(Location identification entries)
-=-=-=-=-

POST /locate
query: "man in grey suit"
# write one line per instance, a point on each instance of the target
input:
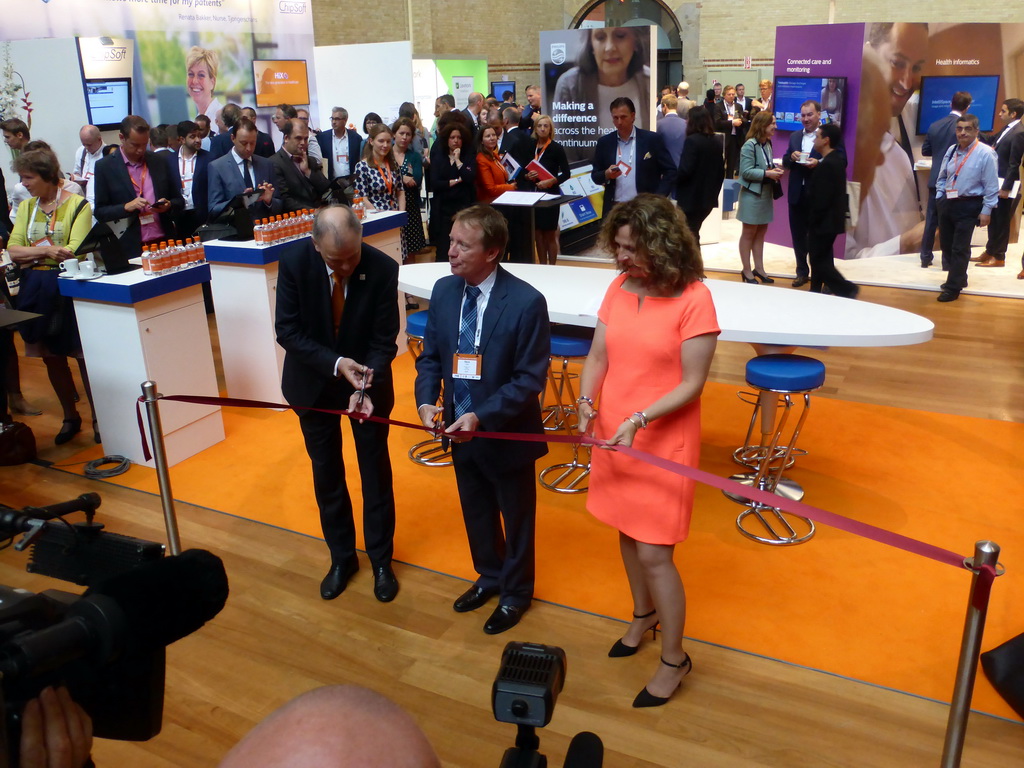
(298, 178)
(487, 339)
(941, 135)
(242, 171)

-=-=-=-=-

> The request
Please reproduce every line of the listing above verbatim, leaving out the picture.

> Solution to this exercise
POST /locate
query: "man in grey suit"
# write one line per instance, a point on each instance of the target
input:
(298, 178)
(487, 339)
(941, 135)
(242, 171)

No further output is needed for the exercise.